<<<<
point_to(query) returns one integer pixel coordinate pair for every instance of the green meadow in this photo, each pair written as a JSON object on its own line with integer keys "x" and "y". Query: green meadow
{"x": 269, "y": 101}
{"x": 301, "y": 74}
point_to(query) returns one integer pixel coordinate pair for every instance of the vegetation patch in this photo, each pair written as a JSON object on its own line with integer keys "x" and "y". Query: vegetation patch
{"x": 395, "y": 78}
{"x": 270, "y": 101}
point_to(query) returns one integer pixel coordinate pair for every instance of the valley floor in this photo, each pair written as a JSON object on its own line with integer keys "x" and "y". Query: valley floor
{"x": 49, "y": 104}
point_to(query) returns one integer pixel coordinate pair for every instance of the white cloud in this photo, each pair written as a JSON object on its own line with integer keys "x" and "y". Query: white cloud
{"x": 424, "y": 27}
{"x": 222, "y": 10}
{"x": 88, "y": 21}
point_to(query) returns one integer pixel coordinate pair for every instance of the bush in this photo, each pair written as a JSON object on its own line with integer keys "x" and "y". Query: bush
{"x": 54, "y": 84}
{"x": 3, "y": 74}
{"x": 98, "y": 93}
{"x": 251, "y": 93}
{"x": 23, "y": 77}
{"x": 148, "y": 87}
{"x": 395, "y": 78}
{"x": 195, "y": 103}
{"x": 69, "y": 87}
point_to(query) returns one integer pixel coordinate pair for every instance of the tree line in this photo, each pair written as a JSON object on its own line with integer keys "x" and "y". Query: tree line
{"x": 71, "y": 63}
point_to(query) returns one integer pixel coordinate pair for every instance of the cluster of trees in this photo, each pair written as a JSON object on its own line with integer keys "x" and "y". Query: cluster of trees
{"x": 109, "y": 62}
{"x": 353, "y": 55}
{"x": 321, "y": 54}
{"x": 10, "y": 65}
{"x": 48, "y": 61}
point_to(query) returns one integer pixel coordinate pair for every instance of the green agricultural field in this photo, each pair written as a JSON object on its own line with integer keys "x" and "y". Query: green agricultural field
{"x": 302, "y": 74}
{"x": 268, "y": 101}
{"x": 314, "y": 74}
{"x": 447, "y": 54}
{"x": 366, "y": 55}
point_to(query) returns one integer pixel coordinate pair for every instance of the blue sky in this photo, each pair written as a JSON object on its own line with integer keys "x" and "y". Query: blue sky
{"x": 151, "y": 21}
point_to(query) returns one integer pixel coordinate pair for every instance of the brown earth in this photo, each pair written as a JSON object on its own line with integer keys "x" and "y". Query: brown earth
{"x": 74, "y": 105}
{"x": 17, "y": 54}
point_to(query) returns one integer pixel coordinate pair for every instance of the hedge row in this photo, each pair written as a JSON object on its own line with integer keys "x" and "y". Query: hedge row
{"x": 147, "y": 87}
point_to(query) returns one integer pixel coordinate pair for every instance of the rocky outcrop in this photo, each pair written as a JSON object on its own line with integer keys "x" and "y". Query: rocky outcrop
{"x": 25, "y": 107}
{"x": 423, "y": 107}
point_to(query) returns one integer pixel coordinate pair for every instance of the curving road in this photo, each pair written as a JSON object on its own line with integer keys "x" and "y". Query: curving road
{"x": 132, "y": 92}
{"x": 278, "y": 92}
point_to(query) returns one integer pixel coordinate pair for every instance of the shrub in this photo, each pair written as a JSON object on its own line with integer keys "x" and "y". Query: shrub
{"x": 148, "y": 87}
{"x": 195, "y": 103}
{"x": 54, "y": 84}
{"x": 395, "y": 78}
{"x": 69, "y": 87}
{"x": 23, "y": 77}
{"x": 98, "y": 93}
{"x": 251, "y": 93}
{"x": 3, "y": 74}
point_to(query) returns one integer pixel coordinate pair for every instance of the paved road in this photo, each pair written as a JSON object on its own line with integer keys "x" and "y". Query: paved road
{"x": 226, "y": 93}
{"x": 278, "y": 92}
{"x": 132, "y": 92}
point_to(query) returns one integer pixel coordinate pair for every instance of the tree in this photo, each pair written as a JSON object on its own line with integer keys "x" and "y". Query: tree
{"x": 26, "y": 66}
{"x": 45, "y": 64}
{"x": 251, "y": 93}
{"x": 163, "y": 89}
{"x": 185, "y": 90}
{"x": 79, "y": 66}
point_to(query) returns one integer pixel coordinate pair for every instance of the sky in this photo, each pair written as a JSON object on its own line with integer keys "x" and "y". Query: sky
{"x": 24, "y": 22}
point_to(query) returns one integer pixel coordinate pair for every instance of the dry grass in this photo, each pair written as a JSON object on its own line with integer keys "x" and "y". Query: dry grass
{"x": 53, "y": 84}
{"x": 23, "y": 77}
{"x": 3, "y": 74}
>>>>
## What the exercise asks
Beginning with the line that contains "Query: curving road", quote each line exactly through the last line of the entries above, and nothing beyond them.

## Expected output
point_to(query) returns one integer pixel coordinate pair for every instance of the curving road in this photo, each pair written as a JSON object on its own line with integer keys "x" and "y". Query: curving road
{"x": 132, "y": 92}
{"x": 278, "y": 92}
point_to(query) returns one integer pixel coordinate pair for every instance of the shrub in this photo, each pair written as a JSON object on its own line with integer keys "x" and "y". Query: shrub
{"x": 148, "y": 87}
{"x": 195, "y": 103}
{"x": 54, "y": 84}
{"x": 395, "y": 78}
{"x": 69, "y": 87}
{"x": 23, "y": 77}
{"x": 98, "y": 93}
{"x": 251, "y": 93}
{"x": 3, "y": 74}
point_to(query) returns one integer pixel coordinate pair for every instance of the paved road in this photo, each pair written as a JSON object on its own line with integer keys "x" and "y". Query: paved road
{"x": 226, "y": 93}
{"x": 278, "y": 92}
{"x": 132, "y": 92}
point_to(query) returns one integer pixel coordinate pair for every instance of the tree in this photo, each pair written as a JSON object on its own line with integer keys "x" and "y". Query: tree
{"x": 26, "y": 66}
{"x": 45, "y": 64}
{"x": 251, "y": 93}
{"x": 163, "y": 89}
{"x": 185, "y": 90}
{"x": 79, "y": 66}
point_to(query) returns one integer pixel coordinate pair for every instance of the sky in this photo, each pair written as a JSON object on its own line with integer keys "x" and "y". Query: sky
{"x": 24, "y": 22}
point_to(query) returns one integer pixel coordinate pair for every instance of the dry grass in this photo, each pair written as a JSON object on its own line with integer keys "x" and "y". Query: dry grass
{"x": 53, "y": 84}
{"x": 23, "y": 77}
{"x": 3, "y": 74}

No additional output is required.